- _CHALLENGE_
Copy everything from the line that contains "Place a point on every instance of the green" down to the line that contains "pixel 192 123", switching "golden fur" to "tan fur" and changing nothing else. Give only those lines.

- _DATASET EXTRACT_

= = = =

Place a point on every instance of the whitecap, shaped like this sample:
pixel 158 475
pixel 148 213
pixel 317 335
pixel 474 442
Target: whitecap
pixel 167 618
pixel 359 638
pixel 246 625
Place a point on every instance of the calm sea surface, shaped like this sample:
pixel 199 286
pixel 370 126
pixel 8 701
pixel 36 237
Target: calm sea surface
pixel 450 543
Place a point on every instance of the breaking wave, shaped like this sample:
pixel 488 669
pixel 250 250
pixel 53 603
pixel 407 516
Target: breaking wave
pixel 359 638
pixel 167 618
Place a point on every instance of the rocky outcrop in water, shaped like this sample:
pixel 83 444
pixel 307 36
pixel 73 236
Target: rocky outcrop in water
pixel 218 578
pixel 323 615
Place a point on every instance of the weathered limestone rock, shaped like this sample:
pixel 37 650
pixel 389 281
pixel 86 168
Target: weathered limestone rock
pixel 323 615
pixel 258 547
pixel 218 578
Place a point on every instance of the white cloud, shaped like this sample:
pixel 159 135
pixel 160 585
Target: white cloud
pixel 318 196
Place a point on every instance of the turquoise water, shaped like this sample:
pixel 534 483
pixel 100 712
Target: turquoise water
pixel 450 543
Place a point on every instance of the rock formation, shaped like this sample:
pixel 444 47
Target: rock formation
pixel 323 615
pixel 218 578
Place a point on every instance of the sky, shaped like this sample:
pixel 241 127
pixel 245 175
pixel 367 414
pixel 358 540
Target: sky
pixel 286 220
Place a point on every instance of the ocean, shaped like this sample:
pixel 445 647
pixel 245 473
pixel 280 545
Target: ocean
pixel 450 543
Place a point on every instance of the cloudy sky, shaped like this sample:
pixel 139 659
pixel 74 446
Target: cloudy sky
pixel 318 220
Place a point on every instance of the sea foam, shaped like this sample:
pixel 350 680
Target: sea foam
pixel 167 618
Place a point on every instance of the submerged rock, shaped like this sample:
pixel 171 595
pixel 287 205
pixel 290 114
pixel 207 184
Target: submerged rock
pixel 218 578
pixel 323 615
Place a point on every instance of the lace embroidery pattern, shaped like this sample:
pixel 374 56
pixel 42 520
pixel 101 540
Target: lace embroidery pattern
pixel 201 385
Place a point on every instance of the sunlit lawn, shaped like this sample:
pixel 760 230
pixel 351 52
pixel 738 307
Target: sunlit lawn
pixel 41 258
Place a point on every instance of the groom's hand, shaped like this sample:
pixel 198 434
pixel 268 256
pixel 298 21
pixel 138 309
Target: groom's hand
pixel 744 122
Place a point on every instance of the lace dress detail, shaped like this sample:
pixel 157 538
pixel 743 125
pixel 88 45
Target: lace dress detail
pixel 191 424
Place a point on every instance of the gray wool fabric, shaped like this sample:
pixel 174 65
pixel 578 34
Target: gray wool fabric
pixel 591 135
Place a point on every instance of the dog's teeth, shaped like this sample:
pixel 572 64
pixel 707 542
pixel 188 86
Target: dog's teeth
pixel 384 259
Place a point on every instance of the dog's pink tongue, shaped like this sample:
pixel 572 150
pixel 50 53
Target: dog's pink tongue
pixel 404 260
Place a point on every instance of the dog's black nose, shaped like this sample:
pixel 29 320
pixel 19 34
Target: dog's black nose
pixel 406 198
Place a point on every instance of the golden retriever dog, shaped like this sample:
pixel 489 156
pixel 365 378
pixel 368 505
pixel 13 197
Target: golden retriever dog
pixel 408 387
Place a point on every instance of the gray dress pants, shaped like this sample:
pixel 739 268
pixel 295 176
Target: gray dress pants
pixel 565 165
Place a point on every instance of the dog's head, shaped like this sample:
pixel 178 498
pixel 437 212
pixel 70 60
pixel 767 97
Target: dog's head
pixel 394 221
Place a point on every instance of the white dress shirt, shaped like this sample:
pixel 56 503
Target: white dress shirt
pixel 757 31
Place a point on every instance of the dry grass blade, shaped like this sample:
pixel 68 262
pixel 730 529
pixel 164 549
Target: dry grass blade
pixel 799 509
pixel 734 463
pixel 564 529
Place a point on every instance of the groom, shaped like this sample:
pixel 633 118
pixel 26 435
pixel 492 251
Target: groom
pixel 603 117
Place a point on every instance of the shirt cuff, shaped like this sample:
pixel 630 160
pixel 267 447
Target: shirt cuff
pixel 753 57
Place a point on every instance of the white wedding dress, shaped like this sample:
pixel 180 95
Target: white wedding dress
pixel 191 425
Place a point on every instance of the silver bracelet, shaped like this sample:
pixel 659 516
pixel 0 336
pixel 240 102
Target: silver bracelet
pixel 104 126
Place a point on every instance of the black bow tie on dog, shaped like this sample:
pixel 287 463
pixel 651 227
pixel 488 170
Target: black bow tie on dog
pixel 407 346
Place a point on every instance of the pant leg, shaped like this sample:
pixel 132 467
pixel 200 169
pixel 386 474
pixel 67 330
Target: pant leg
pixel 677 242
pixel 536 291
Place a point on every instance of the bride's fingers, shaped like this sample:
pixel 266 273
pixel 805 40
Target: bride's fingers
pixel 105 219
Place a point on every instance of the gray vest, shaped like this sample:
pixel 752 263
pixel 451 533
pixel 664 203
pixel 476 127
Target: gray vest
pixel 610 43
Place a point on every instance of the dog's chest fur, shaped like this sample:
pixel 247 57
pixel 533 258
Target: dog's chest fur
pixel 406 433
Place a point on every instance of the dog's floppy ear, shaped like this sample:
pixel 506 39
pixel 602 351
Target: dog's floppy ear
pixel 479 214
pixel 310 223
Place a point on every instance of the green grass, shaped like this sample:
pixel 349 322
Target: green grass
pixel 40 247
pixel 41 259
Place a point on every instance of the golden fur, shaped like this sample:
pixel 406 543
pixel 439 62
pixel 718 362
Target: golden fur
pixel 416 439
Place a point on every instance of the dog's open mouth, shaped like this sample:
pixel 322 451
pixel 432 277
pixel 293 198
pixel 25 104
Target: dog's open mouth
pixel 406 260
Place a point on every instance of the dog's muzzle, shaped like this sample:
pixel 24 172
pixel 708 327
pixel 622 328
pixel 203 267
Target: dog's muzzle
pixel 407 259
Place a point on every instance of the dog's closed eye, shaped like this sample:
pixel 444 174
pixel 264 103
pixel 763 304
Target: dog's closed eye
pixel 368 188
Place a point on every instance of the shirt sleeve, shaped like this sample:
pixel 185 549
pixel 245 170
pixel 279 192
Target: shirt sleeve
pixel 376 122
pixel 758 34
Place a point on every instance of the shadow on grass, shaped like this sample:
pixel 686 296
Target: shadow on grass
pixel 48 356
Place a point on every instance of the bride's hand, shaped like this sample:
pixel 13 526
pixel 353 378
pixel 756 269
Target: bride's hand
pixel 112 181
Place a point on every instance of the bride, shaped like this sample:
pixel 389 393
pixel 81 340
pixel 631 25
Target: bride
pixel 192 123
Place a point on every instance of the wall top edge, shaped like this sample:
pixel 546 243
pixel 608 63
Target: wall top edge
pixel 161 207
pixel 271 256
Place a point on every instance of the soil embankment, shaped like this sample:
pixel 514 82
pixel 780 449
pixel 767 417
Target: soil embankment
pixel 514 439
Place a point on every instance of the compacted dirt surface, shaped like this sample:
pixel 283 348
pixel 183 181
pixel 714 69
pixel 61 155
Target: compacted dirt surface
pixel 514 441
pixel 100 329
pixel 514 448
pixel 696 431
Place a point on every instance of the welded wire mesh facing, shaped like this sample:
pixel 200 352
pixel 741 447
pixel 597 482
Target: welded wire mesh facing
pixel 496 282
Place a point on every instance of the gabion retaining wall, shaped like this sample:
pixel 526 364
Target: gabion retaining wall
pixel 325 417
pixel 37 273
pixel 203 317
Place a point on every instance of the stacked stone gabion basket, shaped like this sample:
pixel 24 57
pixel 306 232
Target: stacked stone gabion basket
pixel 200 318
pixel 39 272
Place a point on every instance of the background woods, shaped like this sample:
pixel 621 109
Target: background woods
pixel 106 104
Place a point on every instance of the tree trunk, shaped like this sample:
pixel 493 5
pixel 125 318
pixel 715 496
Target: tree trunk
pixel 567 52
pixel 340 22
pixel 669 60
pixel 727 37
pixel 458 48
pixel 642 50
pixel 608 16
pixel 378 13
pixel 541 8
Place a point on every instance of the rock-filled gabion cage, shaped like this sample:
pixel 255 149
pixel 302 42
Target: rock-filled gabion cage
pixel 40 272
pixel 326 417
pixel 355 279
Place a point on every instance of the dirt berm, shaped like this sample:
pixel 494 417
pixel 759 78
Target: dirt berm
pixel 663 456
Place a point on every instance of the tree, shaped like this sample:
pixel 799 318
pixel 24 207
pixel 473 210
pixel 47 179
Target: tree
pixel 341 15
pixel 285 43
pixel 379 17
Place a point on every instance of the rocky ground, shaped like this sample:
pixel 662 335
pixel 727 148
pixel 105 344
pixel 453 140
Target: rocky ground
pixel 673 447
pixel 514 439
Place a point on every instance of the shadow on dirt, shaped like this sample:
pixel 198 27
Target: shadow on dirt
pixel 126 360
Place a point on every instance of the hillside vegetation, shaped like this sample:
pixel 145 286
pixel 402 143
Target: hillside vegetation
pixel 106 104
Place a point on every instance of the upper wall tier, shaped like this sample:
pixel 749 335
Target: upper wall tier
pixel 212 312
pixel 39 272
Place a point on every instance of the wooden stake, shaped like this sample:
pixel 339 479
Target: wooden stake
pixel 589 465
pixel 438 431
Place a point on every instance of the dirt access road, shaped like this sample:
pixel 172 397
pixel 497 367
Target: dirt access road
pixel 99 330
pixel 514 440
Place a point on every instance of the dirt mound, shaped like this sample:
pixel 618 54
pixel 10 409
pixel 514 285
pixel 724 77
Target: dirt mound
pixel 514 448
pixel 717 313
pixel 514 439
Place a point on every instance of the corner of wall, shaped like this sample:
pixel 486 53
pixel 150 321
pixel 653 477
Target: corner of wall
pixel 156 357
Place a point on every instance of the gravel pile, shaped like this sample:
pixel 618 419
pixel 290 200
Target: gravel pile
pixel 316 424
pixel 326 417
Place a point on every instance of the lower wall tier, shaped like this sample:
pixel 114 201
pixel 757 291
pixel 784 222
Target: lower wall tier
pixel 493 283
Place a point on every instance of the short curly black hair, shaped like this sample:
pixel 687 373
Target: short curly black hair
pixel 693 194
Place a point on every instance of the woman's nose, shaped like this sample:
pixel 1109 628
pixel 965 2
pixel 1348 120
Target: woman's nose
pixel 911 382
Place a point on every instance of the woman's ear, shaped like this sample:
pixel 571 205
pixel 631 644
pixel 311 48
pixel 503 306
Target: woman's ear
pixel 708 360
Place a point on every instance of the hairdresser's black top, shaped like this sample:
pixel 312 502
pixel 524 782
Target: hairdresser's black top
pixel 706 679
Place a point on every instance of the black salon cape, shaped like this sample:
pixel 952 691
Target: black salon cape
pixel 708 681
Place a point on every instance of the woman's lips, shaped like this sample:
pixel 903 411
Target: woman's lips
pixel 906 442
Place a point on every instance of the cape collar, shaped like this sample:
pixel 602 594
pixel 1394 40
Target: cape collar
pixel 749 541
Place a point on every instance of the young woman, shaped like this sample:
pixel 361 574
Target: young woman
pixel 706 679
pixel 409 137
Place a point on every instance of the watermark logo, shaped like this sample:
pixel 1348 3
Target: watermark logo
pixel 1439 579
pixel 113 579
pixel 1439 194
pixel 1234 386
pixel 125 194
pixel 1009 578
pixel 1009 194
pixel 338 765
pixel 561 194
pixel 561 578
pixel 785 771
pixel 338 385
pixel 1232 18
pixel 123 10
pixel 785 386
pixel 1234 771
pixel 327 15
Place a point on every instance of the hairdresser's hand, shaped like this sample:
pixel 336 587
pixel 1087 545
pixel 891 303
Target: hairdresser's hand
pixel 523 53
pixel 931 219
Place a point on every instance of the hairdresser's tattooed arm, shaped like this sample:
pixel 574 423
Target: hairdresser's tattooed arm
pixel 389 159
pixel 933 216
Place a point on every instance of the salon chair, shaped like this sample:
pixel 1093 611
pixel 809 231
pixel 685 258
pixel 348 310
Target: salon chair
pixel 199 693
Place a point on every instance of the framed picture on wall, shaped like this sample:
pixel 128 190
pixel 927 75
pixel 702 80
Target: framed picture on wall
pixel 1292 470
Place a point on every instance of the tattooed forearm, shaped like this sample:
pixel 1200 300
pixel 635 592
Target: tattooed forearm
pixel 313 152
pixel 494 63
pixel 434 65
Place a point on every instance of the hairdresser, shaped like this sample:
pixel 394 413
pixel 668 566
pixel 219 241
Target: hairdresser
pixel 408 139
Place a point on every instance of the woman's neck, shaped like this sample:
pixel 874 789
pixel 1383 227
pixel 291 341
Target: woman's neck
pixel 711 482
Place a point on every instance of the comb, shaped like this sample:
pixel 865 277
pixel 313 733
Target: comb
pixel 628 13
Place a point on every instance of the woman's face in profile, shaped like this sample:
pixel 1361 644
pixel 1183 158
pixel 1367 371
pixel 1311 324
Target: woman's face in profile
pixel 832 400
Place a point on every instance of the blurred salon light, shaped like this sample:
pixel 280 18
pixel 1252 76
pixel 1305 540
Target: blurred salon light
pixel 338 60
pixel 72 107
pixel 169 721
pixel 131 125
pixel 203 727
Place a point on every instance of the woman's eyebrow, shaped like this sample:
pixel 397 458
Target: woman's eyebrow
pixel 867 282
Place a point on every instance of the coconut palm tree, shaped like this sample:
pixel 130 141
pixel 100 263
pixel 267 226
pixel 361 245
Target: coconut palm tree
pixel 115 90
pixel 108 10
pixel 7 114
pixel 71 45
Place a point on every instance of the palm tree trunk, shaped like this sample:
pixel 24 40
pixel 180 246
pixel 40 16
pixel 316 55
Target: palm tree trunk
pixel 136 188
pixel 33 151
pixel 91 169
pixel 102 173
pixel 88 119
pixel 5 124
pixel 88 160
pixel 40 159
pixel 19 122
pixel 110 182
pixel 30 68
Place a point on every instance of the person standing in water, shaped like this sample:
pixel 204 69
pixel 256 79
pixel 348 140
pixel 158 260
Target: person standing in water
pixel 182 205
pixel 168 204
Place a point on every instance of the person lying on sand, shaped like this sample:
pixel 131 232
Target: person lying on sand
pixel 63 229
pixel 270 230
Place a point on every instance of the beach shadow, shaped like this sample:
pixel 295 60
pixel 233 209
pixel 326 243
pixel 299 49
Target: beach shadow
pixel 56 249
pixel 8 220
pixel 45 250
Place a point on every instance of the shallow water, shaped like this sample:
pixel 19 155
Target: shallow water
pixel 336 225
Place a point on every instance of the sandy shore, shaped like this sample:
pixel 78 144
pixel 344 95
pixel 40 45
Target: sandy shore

= = = =

- _TASK RESULT_
Place a point on every instance of the green grass, shaped like this sample:
pixel 349 322
Target: green grass
pixel 40 247
pixel 41 259
Place a point on every instance of the tan fur, shaped like this sample:
pixel 406 543
pixel 439 62
pixel 718 362
Target: tan fur
pixel 416 439
Place a point on every instance of the dog's open mouth, shaped like this sample:
pixel 322 451
pixel 432 277
pixel 293 198
pixel 25 104
Target: dog's open mouth
pixel 406 260
Place a point on every instance of the dog's muzzle, shaped like this sample:
pixel 24 172
pixel 708 327
pixel 622 328
pixel 203 267
Target: dog's muzzle
pixel 407 259
Place a point on every instance of the dog's closed eye, shaped like this sample:
pixel 444 174
pixel 264 103
pixel 763 304
Target: dog's closed eye
pixel 368 188
Place a point on every instance of the shirt sleeve, shaped like this sample:
pixel 185 549
pixel 245 170
pixel 279 192
Target: shirt sleeve
pixel 376 122
pixel 758 34
Place a point on every instance of the shadow on grass, shaped like this sample:
pixel 686 296
Target: shadow on grass
pixel 48 356
Place a point on every instance of the bride's hand, shaped like this sample:
pixel 13 526
pixel 353 378
pixel 756 269
Target: bride's hand
pixel 112 181
Place a point on every instance of the bride, shaped like this sample:
pixel 389 393
pixel 81 340
pixel 631 25
Target: bride
pixel 192 123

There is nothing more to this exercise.